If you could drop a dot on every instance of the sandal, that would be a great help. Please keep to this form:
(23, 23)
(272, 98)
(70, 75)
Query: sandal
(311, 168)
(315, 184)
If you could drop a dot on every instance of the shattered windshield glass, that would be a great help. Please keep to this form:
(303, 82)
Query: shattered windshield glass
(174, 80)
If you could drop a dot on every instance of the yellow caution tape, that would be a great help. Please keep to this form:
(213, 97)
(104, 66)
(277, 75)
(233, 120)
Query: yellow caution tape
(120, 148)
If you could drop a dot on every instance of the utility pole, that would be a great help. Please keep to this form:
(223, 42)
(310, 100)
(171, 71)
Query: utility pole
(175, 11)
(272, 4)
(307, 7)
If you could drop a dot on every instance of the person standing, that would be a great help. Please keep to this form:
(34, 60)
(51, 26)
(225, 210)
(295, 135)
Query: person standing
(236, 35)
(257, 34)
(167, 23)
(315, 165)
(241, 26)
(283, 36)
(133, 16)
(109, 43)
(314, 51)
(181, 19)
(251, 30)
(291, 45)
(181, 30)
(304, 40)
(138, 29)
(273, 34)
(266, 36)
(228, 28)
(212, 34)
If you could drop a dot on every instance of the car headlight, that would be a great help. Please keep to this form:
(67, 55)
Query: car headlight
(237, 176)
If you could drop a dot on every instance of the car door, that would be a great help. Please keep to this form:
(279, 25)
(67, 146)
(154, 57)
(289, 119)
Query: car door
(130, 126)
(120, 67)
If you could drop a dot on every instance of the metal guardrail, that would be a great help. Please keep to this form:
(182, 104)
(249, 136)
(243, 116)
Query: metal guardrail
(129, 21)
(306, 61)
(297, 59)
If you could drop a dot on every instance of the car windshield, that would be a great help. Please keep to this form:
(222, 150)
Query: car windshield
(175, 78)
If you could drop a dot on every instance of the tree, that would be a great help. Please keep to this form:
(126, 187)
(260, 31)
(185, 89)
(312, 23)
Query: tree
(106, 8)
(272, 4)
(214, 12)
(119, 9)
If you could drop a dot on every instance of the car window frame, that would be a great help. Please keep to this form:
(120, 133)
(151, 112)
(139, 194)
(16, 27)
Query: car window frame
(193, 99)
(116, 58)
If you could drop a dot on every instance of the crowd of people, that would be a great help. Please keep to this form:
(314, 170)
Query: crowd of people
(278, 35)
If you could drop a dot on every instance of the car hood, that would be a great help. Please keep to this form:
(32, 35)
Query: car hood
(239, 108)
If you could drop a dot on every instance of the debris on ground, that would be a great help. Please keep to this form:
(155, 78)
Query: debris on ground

•••••

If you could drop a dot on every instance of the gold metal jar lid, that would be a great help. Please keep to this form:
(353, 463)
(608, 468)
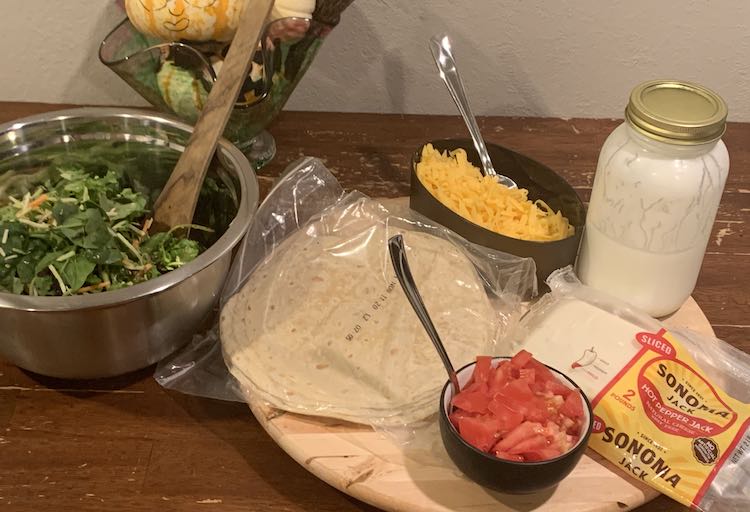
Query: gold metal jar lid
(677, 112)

•••••

Please give everything from the line containing "car windshield, that" down to the line containing "Query: debris on ground" again, changing "drop a dot" to "place a marker" and leaving all else as it is.

If you could place a marker on every instance of the car windshield, that would be a great help. Please keep to this form:
(222, 150)
Query: car windshield
(175, 78)
If you could place a marker on every instance of the tree, that would be a great help. Please keep to this form:
(126, 187)
(260, 31)
(185, 89)
(312, 23)
Query: tree
(106, 8)
(272, 4)
(214, 12)
(119, 9)
If you could place a marker on every instance of the car window frame, that would be a great help. Please keep to this form:
(120, 133)
(151, 112)
(139, 194)
(16, 27)
Query: car window frame
(193, 99)
(116, 58)
If you could place a marker on every instance of the crowd of people, that would be a great help. Please keep to this form:
(314, 170)
Query: crowd of people
(278, 35)
If you could place a marker on every instance of the car hood, that would be a great help. Please keep to this form:
(32, 35)
Query: car hood
(239, 108)
If you could place a marker on every instance of the debris on ground, that would be a great help. Please keep to this form:
(155, 78)
Query: debris on ground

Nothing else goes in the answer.